begin MATERIAL FOR THIS EXERCISE
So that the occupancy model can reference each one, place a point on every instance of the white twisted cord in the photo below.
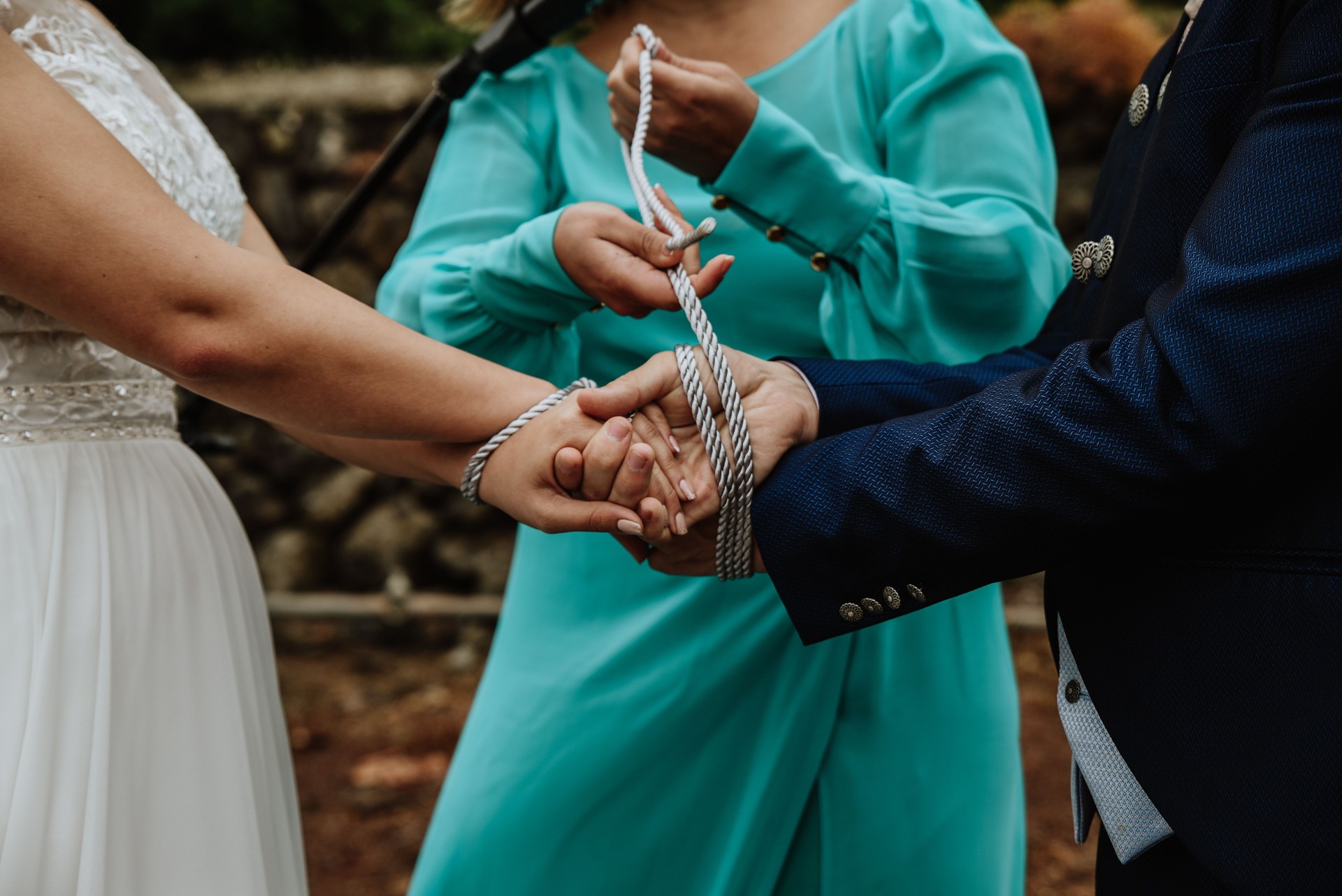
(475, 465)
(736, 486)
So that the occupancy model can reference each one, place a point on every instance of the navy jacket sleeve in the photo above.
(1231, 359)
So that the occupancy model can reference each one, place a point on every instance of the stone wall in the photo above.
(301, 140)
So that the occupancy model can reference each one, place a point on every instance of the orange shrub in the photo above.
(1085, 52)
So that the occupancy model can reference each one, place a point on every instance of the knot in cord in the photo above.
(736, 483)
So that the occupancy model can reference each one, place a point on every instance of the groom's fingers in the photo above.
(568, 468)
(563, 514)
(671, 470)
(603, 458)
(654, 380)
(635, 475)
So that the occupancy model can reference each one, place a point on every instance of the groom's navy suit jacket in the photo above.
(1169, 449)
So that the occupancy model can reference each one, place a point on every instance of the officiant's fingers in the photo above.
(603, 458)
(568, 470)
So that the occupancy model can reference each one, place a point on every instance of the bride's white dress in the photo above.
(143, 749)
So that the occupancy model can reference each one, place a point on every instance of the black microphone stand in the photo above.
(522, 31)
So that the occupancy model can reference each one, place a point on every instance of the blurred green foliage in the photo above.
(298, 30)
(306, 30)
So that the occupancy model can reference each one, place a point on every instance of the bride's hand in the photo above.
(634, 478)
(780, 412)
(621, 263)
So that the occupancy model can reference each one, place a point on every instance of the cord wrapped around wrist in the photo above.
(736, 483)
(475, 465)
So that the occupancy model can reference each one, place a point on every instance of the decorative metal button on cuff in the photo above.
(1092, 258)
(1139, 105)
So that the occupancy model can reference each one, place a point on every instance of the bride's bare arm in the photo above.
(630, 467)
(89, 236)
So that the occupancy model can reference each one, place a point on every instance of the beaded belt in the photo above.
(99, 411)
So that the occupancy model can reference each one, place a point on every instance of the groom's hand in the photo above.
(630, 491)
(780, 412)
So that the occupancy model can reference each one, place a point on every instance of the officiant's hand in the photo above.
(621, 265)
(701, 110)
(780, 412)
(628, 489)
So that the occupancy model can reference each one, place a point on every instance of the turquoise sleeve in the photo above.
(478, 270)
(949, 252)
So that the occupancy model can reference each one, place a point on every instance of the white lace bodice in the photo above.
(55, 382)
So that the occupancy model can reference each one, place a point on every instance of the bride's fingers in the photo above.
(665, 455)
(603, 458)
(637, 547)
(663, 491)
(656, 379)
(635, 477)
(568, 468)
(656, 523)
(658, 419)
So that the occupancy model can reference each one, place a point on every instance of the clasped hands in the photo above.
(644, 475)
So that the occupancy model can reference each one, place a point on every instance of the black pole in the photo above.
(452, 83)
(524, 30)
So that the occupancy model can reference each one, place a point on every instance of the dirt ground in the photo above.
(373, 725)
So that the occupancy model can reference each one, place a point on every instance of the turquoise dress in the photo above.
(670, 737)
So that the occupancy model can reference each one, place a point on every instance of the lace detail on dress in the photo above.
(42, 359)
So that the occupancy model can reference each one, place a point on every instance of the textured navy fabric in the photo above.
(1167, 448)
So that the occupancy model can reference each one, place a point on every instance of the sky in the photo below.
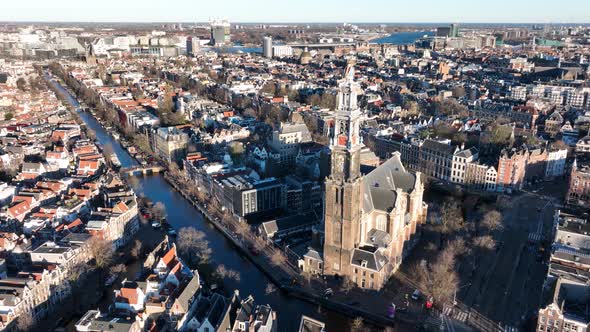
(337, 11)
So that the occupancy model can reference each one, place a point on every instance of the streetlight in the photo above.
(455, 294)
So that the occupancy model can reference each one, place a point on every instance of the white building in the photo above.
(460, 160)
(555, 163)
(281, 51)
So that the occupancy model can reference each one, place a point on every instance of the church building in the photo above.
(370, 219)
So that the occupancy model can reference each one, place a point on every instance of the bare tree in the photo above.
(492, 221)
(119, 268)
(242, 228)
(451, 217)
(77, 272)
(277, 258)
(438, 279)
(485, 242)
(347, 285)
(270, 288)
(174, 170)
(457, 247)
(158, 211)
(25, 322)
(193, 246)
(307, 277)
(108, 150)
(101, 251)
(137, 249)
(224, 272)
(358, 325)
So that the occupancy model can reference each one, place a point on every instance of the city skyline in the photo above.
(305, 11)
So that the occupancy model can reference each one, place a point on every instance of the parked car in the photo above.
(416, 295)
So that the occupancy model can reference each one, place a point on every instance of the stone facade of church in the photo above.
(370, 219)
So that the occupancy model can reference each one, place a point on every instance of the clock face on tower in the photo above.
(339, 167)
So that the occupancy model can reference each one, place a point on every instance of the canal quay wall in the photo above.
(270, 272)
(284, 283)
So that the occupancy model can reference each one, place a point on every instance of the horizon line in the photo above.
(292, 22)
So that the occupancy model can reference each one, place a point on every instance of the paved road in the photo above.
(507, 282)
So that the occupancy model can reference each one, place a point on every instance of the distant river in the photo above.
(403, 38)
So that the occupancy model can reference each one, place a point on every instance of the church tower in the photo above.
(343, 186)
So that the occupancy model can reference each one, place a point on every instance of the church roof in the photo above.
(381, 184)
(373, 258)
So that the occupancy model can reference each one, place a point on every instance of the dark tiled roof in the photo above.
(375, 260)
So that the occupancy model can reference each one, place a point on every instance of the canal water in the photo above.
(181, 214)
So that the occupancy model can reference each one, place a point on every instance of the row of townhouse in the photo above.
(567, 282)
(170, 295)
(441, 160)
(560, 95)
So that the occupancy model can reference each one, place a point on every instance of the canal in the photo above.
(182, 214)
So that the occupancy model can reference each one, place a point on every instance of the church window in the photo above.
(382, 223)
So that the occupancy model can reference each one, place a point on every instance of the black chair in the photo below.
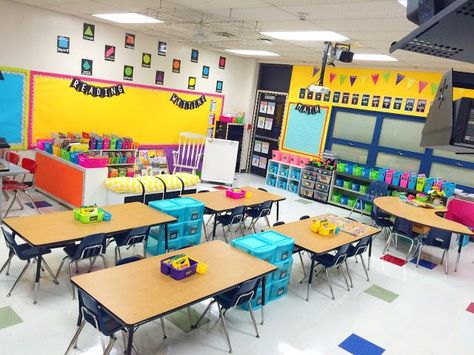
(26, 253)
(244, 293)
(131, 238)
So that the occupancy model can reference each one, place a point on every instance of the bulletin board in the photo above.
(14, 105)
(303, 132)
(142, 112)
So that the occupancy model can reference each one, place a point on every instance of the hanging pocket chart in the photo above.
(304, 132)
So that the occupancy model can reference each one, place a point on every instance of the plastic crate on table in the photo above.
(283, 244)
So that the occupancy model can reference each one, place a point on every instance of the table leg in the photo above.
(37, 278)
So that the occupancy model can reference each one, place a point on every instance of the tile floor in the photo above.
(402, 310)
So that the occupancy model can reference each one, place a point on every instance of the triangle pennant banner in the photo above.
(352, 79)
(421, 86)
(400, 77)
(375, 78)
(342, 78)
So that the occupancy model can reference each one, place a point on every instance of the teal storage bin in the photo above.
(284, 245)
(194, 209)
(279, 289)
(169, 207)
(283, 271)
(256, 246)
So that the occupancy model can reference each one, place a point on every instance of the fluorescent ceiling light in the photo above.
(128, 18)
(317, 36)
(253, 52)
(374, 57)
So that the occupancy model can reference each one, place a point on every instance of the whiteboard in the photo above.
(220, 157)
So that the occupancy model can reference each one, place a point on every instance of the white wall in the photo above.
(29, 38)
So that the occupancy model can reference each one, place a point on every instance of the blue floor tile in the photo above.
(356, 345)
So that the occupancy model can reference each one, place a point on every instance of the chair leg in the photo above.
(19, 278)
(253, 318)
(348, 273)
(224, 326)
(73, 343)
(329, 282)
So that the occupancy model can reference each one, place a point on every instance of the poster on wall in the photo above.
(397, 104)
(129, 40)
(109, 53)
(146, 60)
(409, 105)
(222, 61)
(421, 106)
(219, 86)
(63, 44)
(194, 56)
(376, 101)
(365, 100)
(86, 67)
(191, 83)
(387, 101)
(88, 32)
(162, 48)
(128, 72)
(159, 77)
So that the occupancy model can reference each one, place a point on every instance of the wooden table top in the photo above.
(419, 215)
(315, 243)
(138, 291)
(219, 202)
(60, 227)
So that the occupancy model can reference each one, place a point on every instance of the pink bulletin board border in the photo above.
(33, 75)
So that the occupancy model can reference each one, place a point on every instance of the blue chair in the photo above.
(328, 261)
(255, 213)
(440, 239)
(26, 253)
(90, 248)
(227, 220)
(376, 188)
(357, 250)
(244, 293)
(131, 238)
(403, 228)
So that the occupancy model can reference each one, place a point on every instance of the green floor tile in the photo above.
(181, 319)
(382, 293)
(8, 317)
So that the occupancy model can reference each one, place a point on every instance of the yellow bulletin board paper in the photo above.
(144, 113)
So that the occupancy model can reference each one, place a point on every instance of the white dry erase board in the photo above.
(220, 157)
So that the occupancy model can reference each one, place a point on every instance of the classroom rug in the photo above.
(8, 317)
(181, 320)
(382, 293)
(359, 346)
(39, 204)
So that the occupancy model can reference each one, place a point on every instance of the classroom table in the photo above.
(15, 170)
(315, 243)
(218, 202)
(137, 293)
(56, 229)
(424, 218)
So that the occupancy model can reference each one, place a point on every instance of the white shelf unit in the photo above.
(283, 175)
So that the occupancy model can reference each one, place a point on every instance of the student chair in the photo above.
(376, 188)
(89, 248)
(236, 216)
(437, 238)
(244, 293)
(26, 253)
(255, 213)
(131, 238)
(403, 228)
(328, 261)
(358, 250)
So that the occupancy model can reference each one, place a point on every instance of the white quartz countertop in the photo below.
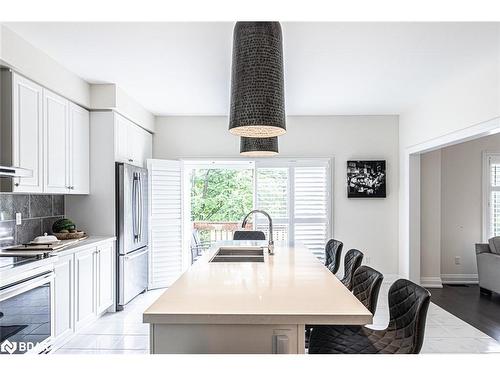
end MATERIAL FOR THIS EXERCISE
**YOUR INSTRUCTIONS:** Rewrite the records from the line containing "border in the photo above." through the end of the records, replacing "classroom" with "schoolroom" and keeping everything else the same. Leave out the pictures.

**WRITTEN RESPONSE:**
So that the occupancy model can reference each one, place a point on every instance of the pink bulletin board border in the photo above.
(33, 75)
So that the occupancy model can reference each one, place a point on every instance of the blue chair in the photo above.
(328, 261)
(255, 213)
(440, 239)
(26, 253)
(90, 248)
(227, 220)
(376, 188)
(357, 250)
(244, 293)
(131, 238)
(403, 228)
So that the occupancy model can reference each one, place a point on every instance of the green floor tile in the photo above.
(181, 319)
(382, 293)
(8, 317)
So that the occupancy model can reference each one, place a point on every instance of the yellow bulletin board paper in the photo above.
(144, 113)
So that the occupancy model can reference each one, place a point on every instance of the white dry erase board in the photo above.
(220, 157)
So that the occupancy model can reference each one, place a point on every instance of the schoolroom rug in the photo above.
(8, 317)
(181, 320)
(382, 293)
(359, 346)
(39, 204)
So that the occupancy model can reference each one, place a point on every instance of the schoolroom table in the photo above.
(15, 170)
(315, 243)
(218, 202)
(137, 293)
(56, 229)
(424, 218)
So that the occupancy model can reference each one, place a point on every instance of the white shelf unit in the photo above.
(283, 175)
So that the occupancy model can reference each one, place a point on every instance of the student chair in the photo above.
(376, 188)
(89, 248)
(236, 216)
(437, 238)
(244, 293)
(26, 253)
(255, 213)
(131, 238)
(403, 228)
(328, 261)
(358, 250)
So that the occupancy model can reference each one, place a point on every instance of the white quartz countertop in the photo below.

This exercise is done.